» Assignment
Please return every line below that contains the string "vent".

##### Given data

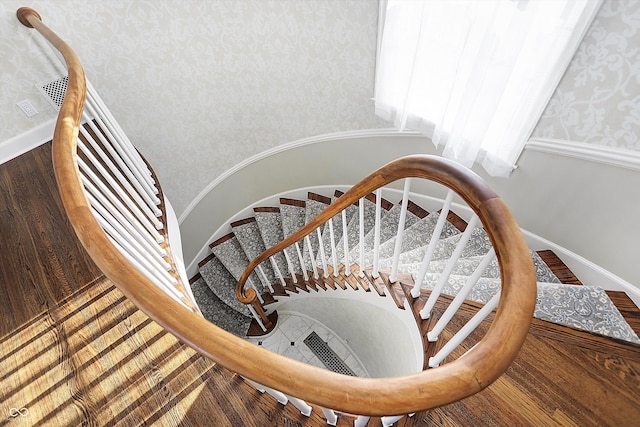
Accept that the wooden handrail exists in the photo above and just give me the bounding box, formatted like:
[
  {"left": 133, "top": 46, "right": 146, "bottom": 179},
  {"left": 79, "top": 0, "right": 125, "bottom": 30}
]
[
  {"left": 18, "top": 8, "right": 537, "bottom": 416},
  {"left": 236, "top": 155, "right": 498, "bottom": 304}
]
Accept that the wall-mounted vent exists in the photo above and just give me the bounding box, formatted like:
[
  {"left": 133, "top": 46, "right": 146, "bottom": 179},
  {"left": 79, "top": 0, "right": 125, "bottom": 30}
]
[{"left": 37, "top": 76, "right": 68, "bottom": 111}]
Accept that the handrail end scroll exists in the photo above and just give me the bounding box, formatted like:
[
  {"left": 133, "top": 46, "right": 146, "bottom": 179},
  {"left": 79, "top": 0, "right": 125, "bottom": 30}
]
[{"left": 17, "top": 7, "right": 41, "bottom": 28}]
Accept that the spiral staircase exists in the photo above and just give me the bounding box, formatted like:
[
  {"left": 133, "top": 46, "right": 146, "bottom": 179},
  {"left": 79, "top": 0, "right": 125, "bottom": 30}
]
[
  {"left": 15, "top": 7, "right": 640, "bottom": 426},
  {"left": 192, "top": 189, "right": 639, "bottom": 348}
]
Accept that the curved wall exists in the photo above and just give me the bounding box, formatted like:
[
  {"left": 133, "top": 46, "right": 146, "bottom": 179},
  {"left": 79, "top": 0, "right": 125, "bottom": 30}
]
[{"left": 179, "top": 130, "right": 640, "bottom": 303}]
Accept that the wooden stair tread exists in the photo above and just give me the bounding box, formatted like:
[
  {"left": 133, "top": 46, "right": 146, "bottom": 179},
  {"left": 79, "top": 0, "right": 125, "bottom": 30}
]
[
  {"left": 363, "top": 269, "right": 387, "bottom": 297},
  {"left": 605, "top": 290, "right": 640, "bottom": 338},
  {"left": 537, "top": 249, "right": 584, "bottom": 285},
  {"left": 279, "top": 197, "right": 306, "bottom": 207},
  {"left": 407, "top": 199, "right": 430, "bottom": 219},
  {"left": 253, "top": 206, "right": 280, "bottom": 213},
  {"left": 307, "top": 192, "right": 332, "bottom": 205},
  {"left": 209, "top": 232, "right": 235, "bottom": 248},
  {"left": 247, "top": 311, "right": 278, "bottom": 336},
  {"left": 378, "top": 270, "right": 413, "bottom": 310},
  {"left": 230, "top": 217, "right": 256, "bottom": 227}
]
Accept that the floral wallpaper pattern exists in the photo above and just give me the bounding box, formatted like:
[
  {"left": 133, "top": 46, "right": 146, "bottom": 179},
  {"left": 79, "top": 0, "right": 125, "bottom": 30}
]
[
  {"left": 1, "top": 0, "right": 638, "bottom": 217},
  {"left": 533, "top": 0, "right": 640, "bottom": 151}
]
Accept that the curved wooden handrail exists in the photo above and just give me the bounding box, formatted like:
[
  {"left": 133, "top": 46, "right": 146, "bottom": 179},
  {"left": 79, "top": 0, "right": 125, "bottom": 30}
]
[
  {"left": 236, "top": 155, "right": 497, "bottom": 303},
  {"left": 19, "top": 8, "right": 537, "bottom": 416}
]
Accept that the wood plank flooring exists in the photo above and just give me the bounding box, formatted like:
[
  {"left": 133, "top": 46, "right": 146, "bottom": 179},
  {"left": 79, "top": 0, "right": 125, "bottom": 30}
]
[{"left": 1, "top": 142, "right": 639, "bottom": 426}]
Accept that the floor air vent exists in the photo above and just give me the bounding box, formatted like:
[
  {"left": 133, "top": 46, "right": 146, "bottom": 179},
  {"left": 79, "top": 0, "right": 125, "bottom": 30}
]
[
  {"left": 303, "top": 332, "right": 356, "bottom": 376},
  {"left": 37, "top": 75, "right": 68, "bottom": 111}
]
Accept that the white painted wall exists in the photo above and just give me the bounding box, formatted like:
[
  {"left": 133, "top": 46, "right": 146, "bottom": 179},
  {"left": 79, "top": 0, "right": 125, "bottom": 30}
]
[{"left": 276, "top": 292, "right": 422, "bottom": 378}]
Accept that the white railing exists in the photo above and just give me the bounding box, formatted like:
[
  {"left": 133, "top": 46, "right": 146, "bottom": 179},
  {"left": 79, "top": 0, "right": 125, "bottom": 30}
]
[
  {"left": 77, "top": 87, "right": 196, "bottom": 310},
  {"left": 236, "top": 171, "right": 535, "bottom": 424}
]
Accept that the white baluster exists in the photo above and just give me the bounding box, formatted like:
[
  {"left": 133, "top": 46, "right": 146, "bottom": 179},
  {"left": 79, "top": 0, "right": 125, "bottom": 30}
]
[
  {"left": 321, "top": 407, "right": 338, "bottom": 426},
  {"left": 358, "top": 197, "right": 365, "bottom": 277},
  {"left": 420, "top": 215, "right": 479, "bottom": 319},
  {"left": 295, "top": 242, "right": 309, "bottom": 281},
  {"left": 269, "top": 257, "right": 287, "bottom": 287},
  {"left": 381, "top": 415, "right": 404, "bottom": 426},
  {"left": 78, "top": 157, "right": 164, "bottom": 242},
  {"left": 305, "top": 235, "right": 319, "bottom": 280},
  {"left": 86, "top": 192, "right": 170, "bottom": 271},
  {"left": 86, "top": 81, "right": 156, "bottom": 187},
  {"left": 103, "top": 233, "right": 187, "bottom": 305},
  {"left": 316, "top": 228, "right": 329, "bottom": 278},
  {"left": 429, "top": 291, "right": 501, "bottom": 368},
  {"left": 257, "top": 265, "right": 274, "bottom": 293},
  {"left": 354, "top": 415, "right": 370, "bottom": 427},
  {"left": 82, "top": 112, "right": 160, "bottom": 207},
  {"left": 410, "top": 190, "right": 454, "bottom": 298},
  {"left": 372, "top": 188, "right": 382, "bottom": 279},
  {"left": 247, "top": 305, "right": 267, "bottom": 332},
  {"left": 286, "top": 395, "right": 312, "bottom": 417},
  {"left": 79, "top": 125, "right": 161, "bottom": 217},
  {"left": 342, "top": 209, "right": 351, "bottom": 276},
  {"left": 428, "top": 248, "right": 496, "bottom": 342},
  {"left": 389, "top": 178, "right": 411, "bottom": 283},
  {"left": 83, "top": 101, "right": 158, "bottom": 198},
  {"left": 329, "top": 218, "right": 339, "bottom": 277},
  {"left": 77, "top": 139, "right": 163, "bottom": 229},
  {"left": 243, "top": 378, "right": 288, "bottom": 405},
  {"left": 282, "top": 248, "right": 298, "bottom": 284},
  {"left": 81, "top": 174, "right": 166, "bottom": 259}
]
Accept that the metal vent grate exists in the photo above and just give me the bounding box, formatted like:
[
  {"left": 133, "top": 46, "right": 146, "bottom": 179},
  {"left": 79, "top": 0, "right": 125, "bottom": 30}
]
[
  {"left": 37, "top": 75, "right": 68, "bottom": 111},
  {"left": 303, "top": 332, "right": 356, "bottom": 376}
]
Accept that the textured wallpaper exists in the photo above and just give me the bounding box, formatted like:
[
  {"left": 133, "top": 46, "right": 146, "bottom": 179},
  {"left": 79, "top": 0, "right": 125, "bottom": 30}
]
[
  {"left": 1, "top": 0, "right": 638, "bottom": 217},
  {"left": 533, "top": 0, "right": 640, "bottom": 150},
  {"left": 1, "top": 0, "right": 385, "bottom": 215}
]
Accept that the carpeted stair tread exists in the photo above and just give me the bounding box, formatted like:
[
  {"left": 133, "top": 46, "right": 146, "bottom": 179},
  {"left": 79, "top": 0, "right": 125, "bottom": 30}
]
[
  {"left": 254, "top": 208, "right": 294, "bottom": 279},
  {"left": 377, "top": 233, "right": 464, "bottom": 272},
  {"left": 535, "top": 282, "right": 640, "bottom": 344},
  {"left": 279, "top": 198, "right": 306, "bottom": 275},
  {"left": 410, "top": 273, "right": 640, "bottom": 344},
  {"left": 198, "top": 255, "right": 251, "bottom": 316},
  {"left": 210, "top": 234, "right": 265, "bottom": 294},
  {"left": 348, "top": 203, "right": 421, "bottom": 267},
  {"left": 420, "top": 250, "right": 561, "bottom": 283},
  {"left": 317, "top": 191, "right": 359, "bottom": 268},
  {"left": 280, "top": 198, "right": 306, "bottom": 238},
  {"left": 375, "top": 212, "right": 460, "bottom": 263},
  {"left": 334, "top": 196, "right": 389, "bottom": 265},
  {"left": 302, "top": 195, "right": 331, "bottom": 272},
  {"left": 190, "top": 276, "right": 251, "bottom": 337},
  {"left": 194, "top": 187, "right": 638, "bottom": 347},
  {"left": 232, "top": 218, "right": 277, "bottom": 286}
]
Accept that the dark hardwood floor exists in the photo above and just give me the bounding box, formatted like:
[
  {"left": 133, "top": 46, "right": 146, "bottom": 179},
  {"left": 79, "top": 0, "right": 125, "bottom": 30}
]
[{"left": 1, "top": 143, "right": 639, "bottom": 426}]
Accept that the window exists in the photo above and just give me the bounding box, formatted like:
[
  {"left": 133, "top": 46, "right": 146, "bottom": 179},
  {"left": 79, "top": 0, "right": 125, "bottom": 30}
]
[{"left": 375, "top": 0, "right": 602, "bottom": 176}]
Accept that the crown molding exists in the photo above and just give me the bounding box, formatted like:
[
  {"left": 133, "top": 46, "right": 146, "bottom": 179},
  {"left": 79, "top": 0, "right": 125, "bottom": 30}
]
[{"left": 526, "top": 138, "right": 640, "bottom": 172}]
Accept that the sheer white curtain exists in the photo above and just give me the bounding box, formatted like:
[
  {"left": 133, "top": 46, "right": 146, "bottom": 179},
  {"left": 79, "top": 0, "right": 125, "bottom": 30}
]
[{"left": 375, "top": 0, "right": 602, "bottom": 176}]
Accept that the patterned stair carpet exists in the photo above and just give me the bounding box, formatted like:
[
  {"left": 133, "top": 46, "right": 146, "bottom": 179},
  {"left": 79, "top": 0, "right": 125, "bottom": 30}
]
[{"left": 191, "top": 190, "right": 640, "bottom": 345}]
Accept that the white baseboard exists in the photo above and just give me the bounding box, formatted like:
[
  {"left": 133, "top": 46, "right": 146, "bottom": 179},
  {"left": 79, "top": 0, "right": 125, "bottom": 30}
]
[{"left": 0, "top": 119, "right": 56, "bottom": 165}]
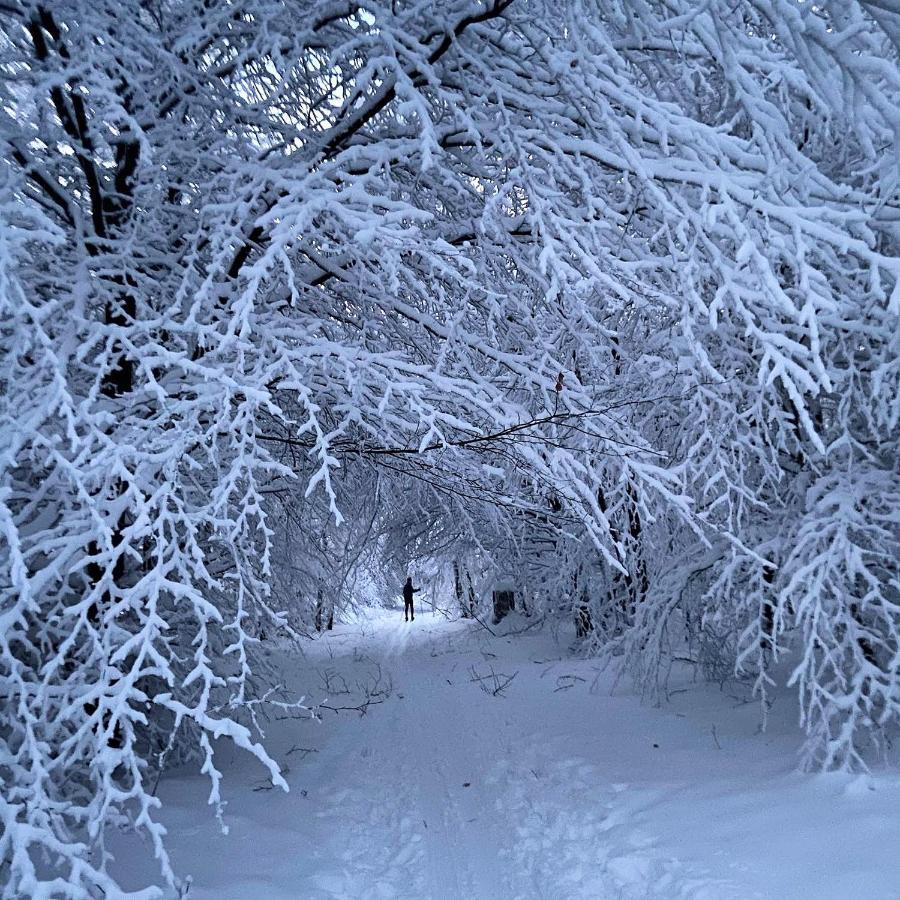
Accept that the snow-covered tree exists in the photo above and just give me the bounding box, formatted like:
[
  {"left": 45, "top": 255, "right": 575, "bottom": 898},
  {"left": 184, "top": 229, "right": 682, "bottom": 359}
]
[{"left": 1, "top": 0, "right": 898, "bottom": 894}]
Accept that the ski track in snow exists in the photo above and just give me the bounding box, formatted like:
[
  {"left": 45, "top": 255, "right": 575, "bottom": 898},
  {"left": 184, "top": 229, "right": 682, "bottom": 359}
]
[
  {"left": 493, "top": 755, "right": 742, "bottom": 900},
  {"left": 380, "top": 633, "right": 713, "bottom": 900},
  {"left": 398, "top": 652, "right": 509, "bottom": 899},
  {"left": 286, "top": 616, "right": 733, "bottom": 900},
  {"left": 111, "top": 613, "right": 900, "bottom": 899}
]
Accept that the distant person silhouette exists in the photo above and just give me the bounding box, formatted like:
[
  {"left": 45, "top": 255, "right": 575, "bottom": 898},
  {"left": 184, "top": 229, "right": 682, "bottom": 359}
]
[{"left": 402, "top": 577, "right": 421, "bottom": 622}]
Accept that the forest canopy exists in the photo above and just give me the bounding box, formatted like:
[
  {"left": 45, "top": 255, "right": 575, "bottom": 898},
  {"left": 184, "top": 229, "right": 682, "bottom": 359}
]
[{"left": 1, "top": 0, "right": 898, "bottom": 895}]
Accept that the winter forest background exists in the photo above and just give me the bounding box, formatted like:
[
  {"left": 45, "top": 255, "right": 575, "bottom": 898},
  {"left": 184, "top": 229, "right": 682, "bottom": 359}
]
[{"left": 1, "top": 0, "right": 898, "bottom": 896}]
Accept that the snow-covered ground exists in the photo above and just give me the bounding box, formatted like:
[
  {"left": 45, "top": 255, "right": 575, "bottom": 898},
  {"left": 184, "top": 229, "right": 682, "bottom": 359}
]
[{"left": 113, "top": 612, "right": 900, "bottom": 899}]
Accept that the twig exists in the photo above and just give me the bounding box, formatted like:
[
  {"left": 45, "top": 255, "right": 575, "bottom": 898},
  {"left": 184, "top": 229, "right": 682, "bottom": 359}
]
[
  {"left": 553, "top": 674, "right": 586, "bottom": 692},
  {"left": 470, "top": 610, "right": 496, "bottom": 636},
  {"left": 501, "top": 615, "right": 546, "bottom": 636},
  {"left": 285, "top": 745, "right": 318, "bottom": 758},
  {"left": 468, "top": 665, "right": 518, "bottom": 696},
  {"left": 319, "top": 697, "right": 389, "bottom": 716}
]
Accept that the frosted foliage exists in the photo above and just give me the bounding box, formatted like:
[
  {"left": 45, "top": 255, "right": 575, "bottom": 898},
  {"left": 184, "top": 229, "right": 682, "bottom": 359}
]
[{"left": 0, "top": 0, "right": 898, "bottom": 894}]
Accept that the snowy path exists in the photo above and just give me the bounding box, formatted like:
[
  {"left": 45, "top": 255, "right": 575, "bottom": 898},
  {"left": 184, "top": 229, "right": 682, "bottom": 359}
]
[
  {"left": 389, "top": 633, "right": 511, "bottom": 899},
  {"left": 113, "top": 613, "right": 900, "bottom": 899}
]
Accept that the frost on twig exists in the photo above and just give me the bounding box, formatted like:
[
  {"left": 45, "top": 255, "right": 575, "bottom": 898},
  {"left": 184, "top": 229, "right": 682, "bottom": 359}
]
[{"left": 2, "top": 0, "right": 899, "bottom": 894}]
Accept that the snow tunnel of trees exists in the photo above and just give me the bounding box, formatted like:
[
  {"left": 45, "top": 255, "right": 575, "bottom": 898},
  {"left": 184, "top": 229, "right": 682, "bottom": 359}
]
[{"left": 1, "top": 0, "right": 898, "bottom": 895}]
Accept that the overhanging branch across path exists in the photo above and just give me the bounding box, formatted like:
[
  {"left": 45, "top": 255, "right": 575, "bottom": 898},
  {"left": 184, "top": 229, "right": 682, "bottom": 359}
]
[{"left": 258, "top": 398, "right": 685, "bottom": 459}]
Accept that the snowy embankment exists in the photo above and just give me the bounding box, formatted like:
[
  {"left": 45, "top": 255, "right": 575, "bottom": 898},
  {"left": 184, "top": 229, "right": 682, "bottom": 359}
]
[{"left": 112, "top": 613, "right": 900, "bottom": 899}]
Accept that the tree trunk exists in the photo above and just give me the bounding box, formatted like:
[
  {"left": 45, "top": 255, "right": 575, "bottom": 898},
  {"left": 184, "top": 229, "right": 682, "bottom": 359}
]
[
  {"left": 760, "top": 565, "right": 777, "bottom": 652},
  {"left": 454, "top": 562, "right": 477, "bottom": 618},
  {"left": 492, "top": 590, "right": 515, "bottom": 624},
  {"left": 571, "top": 568, "right": 593, "bottom": 638},
  {"left": 315, "top": 587, "right": 325, "bottom": 632},
  {"left": 574, "top": 586, "right": 593, "bottom": 639}
]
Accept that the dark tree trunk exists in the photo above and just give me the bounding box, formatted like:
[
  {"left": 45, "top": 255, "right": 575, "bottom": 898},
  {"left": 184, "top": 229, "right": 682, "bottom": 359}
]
[
  {"left": 454, "top": 562, "right": 476, "bottom": 618},
  {"left": 454, "top": 562, "right": 468, "bottom": 618},
  {"left": 465, "top": 573, "right": 476, "bottom": 618},
  {"left": 315, "top": 587, "right": 325, "bottom": 632},
  {"left": 27, "top": 9, "right": 141, "bottom": 751},
  {"left": 575, "top": 593, "right": 593, "bottom": 638},
  {"left": 760, "top": 565, "right": 777, "bottom": 652},
  {"left": 571, "top": 568, "right": 593, "bottom": 638},
  {"left": 597, "top": 482, "right": 646, "bottom": 627},
  {"left": 492, "top": 590, "right": 515, "bottom": 624}
]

##########

» Task answer
Accept that the wall-mounted vent exists in the photo above and just give me the bounding box, formatted like:
Accept that the floor air vent exists in the photo above and just give me the bounding box, formatted like:
Accept that the metal vent grate exists in the photo above and just give me the bounding box, formatted like:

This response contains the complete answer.